Put every line of the rows below into a numbered list, skipping any blank lines. Leave the pictures out of your answer.

[Box annotations for photos]
================
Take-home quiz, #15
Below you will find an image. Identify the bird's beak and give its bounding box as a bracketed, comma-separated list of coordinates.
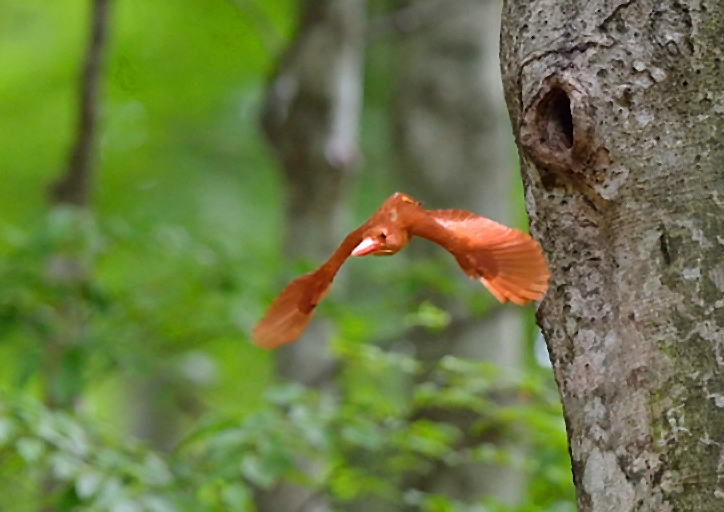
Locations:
[352, 237, 382, 256]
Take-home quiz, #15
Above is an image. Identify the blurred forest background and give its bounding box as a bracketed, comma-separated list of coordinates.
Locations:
[0, 0, 575, 512]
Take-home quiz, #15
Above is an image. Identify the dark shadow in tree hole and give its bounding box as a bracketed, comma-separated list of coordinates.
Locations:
[538, 88, 573, 151]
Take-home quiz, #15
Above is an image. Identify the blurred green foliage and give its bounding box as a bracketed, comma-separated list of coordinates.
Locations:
[0, 0, 574, 512]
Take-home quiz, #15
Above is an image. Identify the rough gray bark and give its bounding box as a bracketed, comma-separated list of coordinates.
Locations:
[256, 0, 365, 512]
[394, 0, 524, 504]
[501, 0, 724, 512]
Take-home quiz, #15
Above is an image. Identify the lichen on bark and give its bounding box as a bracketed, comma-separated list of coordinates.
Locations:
[501, 0, 724, 512]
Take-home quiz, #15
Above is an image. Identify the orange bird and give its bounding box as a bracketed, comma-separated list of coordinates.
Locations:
[252, 192, 549, 349]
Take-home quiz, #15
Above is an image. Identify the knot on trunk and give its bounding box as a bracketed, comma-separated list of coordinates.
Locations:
[520, 74, 620, 206]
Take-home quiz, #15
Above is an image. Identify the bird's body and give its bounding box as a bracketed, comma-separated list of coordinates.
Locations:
[252, 192, 549, 349]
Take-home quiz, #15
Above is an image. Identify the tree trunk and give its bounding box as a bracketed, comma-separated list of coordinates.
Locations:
[256, 0, 365, 512]
[394, 0, 525, 504]
[501, 0, 724, 512]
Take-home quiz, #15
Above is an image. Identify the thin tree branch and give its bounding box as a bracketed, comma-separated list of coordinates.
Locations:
[51, 0, 110, 207]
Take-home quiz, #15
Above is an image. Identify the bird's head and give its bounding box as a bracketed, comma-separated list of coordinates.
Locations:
[352, 226, 410, 256]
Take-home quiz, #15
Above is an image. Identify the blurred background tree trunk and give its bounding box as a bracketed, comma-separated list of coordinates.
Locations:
[42, 0, 111, 512]
[393, 0, 525, 504]
[501, 0, 724, 512]
[257, 0, 365, 512]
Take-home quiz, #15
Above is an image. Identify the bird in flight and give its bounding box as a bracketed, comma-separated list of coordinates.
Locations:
[252, 192, 549, 349]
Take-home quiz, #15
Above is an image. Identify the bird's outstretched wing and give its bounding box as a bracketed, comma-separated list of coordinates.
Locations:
[413, 210, 549, 305]
[252, 269, 334, 349]
[251, 228, 362, 349]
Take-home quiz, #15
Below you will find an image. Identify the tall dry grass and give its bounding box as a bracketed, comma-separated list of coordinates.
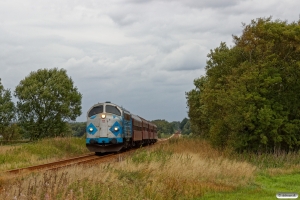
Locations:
[0, 139, 256, 200]
[0, 137, 89, 172]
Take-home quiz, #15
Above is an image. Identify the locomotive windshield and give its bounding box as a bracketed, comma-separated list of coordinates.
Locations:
================
The answer:
1. Take-home quiz, #15
2. Below you will find an image. Identify the bird's beak and give its bounding box as a bracketed, comma-separated list of coordinates.
3. Locations:
4. [352, 237, 382, 256]
5. Take-home quiz, #15
6. Above is an image. Identify the blurred forest background and give its bounding box as a bracketed, comma-separated list of coordinates.
7. Locations:
8. [0, 0, 575, 512]
9. Take-home quiz, #15
10. Above is an image. Identify the dark shadow in tree hole and give its bounding box as a bracketed, comma-separated list of coordinates.
11. Locations:
12. [538, 88, 573, 151]
13. Take-home quiz, #15
14. Above is an image. Identify the blurred green foliage and give its bounding box as a bracketed, comma-separated list of coordinates.
15. Locations:
16. [0, 0, 574, 512]
17. Take-home quiz, #15
18. Above is an image. Identify the rough gray bark and give its bounding box as a bracketed, comma-separated list of coordinates.
19. Locations:
20. [256, 0, 365, 512]
21. [394, 0, 524, 504]
22. [501, 0, 724, 512]
23. Take-home quiz, #15
24. Above is an image. Identify the lichen on bark and give its bounding box as a bracketed, comma-separated list of coordinates.
25. Locations:
26. [501, 0, 724, 512]
27. Take-home quiz, #15
28. Above is an image. Identify the orange bird and give its bounding box as a bracketed, comma-separated list of coordinates.
29. Locations:
30. [252, 192, 549, 349]
31. Take-home quiz, #15
32. Above is an image. Identify the knot on trunk and give its bounding box as a bracketed, comma-separated list of coordinates.
33. Locations:
34. [520, 74, 620, 206]
35. Take-home quiz, #15
36. Above is an image. Identify the bird's body and give its bounding box as a bracketed, comma-separated list of coordinates.
37. Locations:
38. [252, 192, 549, 349]
39. Take-home quiz, #15
40. Above is an image. Identify the tree trunk and give its bounding box as a bracketed, comma-separated list of coordinates.
41. Locations:
42. [256, 0, 365, 512]
43. [394, 0, 525, 504]
44. [501, 0, 724, 512]
45. Take-home quiz, #15
46. Above is an image. Identify the thin tree branch and give its bounding box as a bracketed, comma-separated list of coordinates.
47. Locations:
48. [51, 0, 110, 207]
49. Take-home quiz, #15
50. Above is an image. Identify the bird's head and give its bounding box as a bracketed, comma-separated list of coordinates.
51. Locations:
52. [352, 226, 410, 256]
53. Take-home quiz, #15
54. Above is an image. Identify the blurred background tree trunk and give its bounding box as a bracketed, comma-separated list of coordinates.
55. Locations:
56. [42, 0, 111, 512]
57. [393, 0, 525, 504]
58. [501, 0, 724, 512]
59. [257, 0, 365, 512]
60. Take-home quiz, #15
61. Above is an image. Identify the bird in flight and give its bounding box as a bracketed, comma-separated list of coordinates.
62. Locations:
63. [252, 192, 549, 349]
64. Take-home quiz, #15
65. Above is an image. Identify the bird's outstretched wing and give its bounding box as a bracketed, comma-separated list of coordinates.
66. Locations:
67. [413, 210, 549, 305]
68. [252, 269, 334, 349]
69. [251, 228, 362, 349]
70. Take-home quiz, #15
71. Below you will find an image. Identify the tall dry grass and give its bounding box as a bracketed, comma-separated list of coordinates.
72. Locations:
73. [0, 139, 256, 200]
74. [0, 137, 89, 172]
75. Take-home quiz, #15
76. Above is an image. Identify the locomotive windshield and give its bounding box as a bracketed, comma-separated list of coordinates.
77. Locations:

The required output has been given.